Report, from the records below, every line where the word "chair" appears.

(Saved data entries)
-- -- --
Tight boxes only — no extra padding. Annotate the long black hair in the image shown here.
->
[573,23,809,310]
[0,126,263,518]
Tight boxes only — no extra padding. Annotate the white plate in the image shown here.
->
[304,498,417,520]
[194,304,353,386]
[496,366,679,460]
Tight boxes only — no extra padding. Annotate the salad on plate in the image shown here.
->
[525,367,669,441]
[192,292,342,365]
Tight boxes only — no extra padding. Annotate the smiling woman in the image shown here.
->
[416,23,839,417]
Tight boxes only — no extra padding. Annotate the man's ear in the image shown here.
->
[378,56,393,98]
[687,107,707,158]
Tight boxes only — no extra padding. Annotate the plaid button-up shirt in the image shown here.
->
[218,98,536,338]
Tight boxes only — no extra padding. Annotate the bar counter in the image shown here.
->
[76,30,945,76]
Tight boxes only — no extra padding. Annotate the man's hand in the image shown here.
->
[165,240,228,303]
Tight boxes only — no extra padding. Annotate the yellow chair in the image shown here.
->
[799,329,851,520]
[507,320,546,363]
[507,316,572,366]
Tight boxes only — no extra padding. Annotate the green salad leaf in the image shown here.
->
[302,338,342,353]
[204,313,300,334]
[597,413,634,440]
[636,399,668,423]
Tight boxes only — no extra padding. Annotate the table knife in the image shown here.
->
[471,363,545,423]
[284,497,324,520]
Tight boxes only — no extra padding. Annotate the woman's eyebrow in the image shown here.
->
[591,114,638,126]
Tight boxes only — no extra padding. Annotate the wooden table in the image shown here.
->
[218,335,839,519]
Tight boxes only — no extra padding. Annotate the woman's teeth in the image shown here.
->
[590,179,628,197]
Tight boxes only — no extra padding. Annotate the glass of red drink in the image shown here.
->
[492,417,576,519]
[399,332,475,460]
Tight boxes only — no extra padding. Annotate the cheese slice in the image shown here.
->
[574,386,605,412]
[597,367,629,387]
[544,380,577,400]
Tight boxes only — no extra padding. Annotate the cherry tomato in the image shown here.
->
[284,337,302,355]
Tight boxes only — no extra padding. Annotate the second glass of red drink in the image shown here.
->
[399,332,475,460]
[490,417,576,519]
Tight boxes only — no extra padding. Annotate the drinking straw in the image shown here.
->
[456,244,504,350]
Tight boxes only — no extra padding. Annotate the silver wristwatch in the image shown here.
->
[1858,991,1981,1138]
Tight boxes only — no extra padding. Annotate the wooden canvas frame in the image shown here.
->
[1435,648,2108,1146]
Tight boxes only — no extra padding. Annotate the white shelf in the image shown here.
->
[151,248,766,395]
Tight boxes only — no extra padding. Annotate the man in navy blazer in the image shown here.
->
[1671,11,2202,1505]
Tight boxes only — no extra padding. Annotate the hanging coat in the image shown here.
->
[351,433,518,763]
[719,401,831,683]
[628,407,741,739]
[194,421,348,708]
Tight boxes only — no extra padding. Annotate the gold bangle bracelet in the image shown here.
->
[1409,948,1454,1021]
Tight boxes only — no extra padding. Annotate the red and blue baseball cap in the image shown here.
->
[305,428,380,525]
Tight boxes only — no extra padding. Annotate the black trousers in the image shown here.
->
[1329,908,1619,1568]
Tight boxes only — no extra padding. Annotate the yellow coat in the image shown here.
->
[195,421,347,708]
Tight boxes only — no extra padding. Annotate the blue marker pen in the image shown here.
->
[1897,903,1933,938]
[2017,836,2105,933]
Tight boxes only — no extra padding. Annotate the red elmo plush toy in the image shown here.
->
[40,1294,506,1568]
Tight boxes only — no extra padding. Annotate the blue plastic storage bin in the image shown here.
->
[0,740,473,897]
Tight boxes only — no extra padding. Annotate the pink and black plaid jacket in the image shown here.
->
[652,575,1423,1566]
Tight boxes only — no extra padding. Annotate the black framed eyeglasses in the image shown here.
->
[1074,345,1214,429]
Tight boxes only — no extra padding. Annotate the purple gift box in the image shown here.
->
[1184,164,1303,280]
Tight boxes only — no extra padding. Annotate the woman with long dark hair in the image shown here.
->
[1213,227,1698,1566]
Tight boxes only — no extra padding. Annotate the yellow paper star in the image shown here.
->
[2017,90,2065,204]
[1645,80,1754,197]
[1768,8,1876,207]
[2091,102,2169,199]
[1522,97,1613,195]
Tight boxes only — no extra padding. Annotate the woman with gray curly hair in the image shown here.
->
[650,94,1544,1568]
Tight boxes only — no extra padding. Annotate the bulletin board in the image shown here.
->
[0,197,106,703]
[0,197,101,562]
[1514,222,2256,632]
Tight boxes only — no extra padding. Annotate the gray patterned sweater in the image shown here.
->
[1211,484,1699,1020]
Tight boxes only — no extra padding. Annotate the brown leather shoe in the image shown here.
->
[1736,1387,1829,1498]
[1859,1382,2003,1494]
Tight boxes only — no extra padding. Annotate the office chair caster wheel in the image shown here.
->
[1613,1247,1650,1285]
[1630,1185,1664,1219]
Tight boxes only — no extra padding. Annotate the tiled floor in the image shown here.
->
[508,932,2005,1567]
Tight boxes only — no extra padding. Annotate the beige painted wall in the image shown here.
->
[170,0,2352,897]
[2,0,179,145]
-- -- --
Reply to the task.
Tight boxes only — no extra padding. Annotate the yellow chair in the image shown here.
Tight boxes only — no extra padding. Annotate the office chair caster wheel in the image shown here.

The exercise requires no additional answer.